- _Work instructions_:
Rescale the records starting at the very beginning and ending at the line containing "x=323, y=301", both included, and rewrite only those lines in full, requests as well. Multiply each coordinate in the answers by 2.1 and round to a whole number, halves up, leaving every number in the requests unchanged.

++++++++++++++++++++

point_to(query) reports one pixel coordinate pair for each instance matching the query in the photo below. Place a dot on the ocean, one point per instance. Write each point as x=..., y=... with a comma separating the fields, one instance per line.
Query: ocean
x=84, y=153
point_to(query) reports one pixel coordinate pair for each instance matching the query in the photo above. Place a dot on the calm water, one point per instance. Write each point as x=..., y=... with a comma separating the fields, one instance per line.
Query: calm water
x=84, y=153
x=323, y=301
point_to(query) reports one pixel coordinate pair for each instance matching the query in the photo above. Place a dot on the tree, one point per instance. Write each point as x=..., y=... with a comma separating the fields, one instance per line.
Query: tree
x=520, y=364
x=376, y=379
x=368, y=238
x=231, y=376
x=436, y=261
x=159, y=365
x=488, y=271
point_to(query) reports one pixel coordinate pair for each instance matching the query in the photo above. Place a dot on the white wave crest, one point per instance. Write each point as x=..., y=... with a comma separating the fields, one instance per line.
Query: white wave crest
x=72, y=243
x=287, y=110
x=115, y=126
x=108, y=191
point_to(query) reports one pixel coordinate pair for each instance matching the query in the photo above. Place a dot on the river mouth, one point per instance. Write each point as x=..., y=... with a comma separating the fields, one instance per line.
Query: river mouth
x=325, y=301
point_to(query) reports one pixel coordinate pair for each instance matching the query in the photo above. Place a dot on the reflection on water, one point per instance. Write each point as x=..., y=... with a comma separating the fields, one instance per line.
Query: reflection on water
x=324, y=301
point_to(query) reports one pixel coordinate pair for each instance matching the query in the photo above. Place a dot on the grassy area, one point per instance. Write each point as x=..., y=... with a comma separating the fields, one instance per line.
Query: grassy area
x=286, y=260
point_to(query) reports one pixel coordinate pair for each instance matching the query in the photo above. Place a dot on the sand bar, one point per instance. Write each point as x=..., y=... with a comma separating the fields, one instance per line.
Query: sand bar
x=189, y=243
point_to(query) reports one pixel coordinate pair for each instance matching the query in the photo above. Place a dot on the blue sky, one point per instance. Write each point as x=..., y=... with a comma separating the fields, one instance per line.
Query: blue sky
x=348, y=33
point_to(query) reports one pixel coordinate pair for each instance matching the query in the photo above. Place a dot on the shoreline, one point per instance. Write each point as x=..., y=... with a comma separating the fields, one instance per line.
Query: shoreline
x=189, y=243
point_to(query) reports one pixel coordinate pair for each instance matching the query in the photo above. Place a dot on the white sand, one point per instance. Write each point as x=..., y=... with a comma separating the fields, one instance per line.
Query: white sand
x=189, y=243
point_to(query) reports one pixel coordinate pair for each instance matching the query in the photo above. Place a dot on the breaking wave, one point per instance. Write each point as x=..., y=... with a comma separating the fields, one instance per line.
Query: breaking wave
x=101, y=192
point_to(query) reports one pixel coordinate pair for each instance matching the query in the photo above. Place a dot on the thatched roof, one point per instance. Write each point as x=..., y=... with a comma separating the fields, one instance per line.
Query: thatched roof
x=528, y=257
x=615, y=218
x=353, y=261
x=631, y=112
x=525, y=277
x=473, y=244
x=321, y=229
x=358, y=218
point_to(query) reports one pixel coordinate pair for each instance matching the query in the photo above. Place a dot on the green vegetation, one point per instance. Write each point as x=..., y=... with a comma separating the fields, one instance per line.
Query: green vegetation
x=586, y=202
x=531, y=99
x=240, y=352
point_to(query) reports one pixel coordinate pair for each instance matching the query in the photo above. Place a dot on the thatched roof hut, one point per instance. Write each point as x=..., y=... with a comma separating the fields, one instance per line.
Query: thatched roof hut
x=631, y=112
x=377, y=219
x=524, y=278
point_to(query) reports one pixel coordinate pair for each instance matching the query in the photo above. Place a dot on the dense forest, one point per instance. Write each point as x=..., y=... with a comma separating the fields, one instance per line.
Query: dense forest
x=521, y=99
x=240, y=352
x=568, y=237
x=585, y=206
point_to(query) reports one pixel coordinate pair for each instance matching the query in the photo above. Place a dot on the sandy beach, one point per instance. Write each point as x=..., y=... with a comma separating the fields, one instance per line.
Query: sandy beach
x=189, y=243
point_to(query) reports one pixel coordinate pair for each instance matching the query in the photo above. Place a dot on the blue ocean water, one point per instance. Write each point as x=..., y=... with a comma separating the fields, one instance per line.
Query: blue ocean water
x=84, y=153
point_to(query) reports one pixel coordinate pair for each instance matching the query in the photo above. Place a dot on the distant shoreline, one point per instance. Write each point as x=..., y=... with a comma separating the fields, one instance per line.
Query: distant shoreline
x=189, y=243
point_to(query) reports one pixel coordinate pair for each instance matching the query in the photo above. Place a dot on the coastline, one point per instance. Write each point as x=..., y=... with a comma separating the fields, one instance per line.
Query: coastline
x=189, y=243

++++++++++++++++++++

- _Final result_:
point_to(query) reports one pixel coordinate pair for each instance matching the query in the photo below. Place a dot on the ocean, one point per instance. Write each point as x=..., y=... with a comma separating the fields, one instance per line.
Query: ocean
x=176, y=321
point_to(query) reports one pixel coordinate pair for each instance matching the query in the photo above. Place a dot on the calm water, one point per instance. Write each point as x=..., y=... with a comma separating the fields, one instance per line.
Query: calm water
x=176, y=321
x=678, y=632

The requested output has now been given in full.